[Records for the exercise]
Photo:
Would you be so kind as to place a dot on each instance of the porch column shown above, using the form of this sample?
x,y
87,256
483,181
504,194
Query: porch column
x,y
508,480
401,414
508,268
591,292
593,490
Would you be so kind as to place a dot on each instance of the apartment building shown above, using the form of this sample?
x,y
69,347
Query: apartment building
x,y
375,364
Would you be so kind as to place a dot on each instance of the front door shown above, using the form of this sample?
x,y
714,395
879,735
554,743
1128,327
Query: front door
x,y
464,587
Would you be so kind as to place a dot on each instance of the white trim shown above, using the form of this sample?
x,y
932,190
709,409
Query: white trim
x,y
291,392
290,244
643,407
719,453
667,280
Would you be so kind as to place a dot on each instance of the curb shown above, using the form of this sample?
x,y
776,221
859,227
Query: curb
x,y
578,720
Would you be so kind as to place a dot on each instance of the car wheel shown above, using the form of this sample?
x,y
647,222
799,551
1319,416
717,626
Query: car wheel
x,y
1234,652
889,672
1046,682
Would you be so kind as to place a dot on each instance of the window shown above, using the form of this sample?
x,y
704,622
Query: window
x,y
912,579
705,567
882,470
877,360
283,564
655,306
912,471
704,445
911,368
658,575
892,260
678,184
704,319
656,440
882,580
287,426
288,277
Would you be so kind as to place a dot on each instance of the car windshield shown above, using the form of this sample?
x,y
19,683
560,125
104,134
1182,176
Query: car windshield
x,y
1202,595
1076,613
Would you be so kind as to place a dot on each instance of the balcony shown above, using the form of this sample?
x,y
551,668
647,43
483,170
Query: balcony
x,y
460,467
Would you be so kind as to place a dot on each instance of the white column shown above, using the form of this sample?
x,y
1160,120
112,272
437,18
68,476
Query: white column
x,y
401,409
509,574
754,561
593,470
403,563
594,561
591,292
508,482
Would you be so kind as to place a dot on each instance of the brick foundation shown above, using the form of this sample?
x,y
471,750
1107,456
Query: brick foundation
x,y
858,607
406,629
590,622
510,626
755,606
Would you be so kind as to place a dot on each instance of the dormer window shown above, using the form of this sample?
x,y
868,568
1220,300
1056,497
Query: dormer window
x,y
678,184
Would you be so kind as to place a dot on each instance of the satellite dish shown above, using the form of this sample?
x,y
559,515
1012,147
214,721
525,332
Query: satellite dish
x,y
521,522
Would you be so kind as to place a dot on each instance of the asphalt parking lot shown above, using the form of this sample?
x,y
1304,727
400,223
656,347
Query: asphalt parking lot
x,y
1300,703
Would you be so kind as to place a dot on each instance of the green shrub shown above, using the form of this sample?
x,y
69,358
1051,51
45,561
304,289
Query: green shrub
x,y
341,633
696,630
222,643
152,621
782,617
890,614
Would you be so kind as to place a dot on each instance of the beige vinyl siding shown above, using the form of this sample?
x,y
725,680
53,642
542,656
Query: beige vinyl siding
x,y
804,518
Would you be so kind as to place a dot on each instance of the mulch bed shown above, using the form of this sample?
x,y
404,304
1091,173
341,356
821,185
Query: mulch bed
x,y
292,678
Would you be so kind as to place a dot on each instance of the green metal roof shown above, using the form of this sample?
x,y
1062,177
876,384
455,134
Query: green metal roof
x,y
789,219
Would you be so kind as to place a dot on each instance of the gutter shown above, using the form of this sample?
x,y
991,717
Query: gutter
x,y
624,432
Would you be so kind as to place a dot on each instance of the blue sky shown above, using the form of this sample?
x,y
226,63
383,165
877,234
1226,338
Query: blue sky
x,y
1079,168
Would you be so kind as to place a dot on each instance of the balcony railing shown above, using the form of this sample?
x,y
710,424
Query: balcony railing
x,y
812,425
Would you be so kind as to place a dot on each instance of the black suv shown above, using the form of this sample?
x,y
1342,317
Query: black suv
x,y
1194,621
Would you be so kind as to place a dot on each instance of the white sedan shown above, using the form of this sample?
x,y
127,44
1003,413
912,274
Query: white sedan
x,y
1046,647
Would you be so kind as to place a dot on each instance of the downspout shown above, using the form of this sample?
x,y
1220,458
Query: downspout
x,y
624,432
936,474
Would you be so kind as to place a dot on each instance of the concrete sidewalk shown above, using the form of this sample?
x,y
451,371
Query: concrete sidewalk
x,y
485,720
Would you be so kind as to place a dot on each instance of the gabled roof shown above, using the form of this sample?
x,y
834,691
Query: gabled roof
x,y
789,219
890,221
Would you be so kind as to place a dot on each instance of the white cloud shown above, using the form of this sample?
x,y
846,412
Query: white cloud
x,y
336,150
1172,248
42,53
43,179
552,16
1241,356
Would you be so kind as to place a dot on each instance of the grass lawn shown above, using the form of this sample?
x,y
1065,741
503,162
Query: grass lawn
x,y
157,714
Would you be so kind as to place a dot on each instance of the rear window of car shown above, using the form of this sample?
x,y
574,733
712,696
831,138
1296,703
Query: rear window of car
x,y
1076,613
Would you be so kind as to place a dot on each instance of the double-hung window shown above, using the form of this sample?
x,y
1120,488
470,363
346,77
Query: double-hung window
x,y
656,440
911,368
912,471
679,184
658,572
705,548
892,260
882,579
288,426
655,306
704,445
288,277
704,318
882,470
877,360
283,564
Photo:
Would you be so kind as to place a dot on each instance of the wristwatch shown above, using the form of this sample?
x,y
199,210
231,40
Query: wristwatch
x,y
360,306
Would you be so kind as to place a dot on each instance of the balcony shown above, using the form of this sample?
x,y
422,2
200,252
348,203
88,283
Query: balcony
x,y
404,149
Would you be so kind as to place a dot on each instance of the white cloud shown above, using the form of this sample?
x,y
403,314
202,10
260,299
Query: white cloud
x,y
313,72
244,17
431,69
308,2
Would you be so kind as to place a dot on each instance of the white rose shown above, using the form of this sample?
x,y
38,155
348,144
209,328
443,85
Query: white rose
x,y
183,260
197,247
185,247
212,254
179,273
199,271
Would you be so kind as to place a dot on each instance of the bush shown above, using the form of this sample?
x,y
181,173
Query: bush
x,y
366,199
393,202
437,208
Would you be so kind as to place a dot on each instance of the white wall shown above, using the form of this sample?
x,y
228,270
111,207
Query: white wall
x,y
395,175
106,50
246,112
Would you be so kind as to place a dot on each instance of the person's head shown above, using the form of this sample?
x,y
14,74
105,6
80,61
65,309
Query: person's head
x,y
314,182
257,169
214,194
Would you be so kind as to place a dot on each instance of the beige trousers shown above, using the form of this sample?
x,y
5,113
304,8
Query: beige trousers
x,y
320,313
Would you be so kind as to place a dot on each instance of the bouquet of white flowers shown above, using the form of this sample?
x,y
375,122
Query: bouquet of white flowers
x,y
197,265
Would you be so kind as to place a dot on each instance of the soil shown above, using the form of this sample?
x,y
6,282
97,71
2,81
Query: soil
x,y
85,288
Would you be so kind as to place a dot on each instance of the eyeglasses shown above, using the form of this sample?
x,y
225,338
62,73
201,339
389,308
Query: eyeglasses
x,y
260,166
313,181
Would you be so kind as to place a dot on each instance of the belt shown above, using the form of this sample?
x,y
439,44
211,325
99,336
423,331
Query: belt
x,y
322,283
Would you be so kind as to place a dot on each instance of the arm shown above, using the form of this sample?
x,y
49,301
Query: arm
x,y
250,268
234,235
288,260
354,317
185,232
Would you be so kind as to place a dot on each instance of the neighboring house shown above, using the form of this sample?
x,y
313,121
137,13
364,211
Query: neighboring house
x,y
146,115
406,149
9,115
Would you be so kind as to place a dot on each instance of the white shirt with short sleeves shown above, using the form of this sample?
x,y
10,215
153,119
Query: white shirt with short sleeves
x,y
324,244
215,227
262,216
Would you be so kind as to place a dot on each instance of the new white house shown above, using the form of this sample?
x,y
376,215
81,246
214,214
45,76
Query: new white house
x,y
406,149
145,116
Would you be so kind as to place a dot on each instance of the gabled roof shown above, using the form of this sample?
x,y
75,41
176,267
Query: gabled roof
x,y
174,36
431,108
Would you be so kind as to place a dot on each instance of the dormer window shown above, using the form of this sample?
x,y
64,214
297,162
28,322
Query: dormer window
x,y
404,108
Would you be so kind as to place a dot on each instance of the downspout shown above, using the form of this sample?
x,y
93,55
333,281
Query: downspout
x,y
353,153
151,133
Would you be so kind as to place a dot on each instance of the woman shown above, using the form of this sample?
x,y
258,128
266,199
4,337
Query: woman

[Instructions for the task] Repeat the lines from the one containing "the new white" through the end of the listing, exactly and without any other lines; both ends are included.

[Answer below]
Would you be so kind as to place a dot on each instance of the new white house shown above, using the form of this sample?
x,y
376,215
81,246
214,214
45,76
Query: new white house
x,y
406,149
145,116
Would you be so kind as to place a dot on each instance of the gabled roof shown above, using the form of this sample?
x,y
75,41
176,267
Query: gabled roof
x,y
174,36
431,108
Would you be so kind as to place a dot on each instance of the dormer window shown above, using the form of this sample?
x,y
64,214
297,162
28,322
Query: dormer window
x,y
404,108
Would you be so kind as to place a dot on each instance of the downspout shown above, using the form of this sample?
x,y
93,55
333,281
Query: downspout
x,y
353,153
151,133
Would you be so kind as to place a dot on each instance of the woman shown above, using the form of this sample?
x,y
258,128
266,199
4,337
Query: woman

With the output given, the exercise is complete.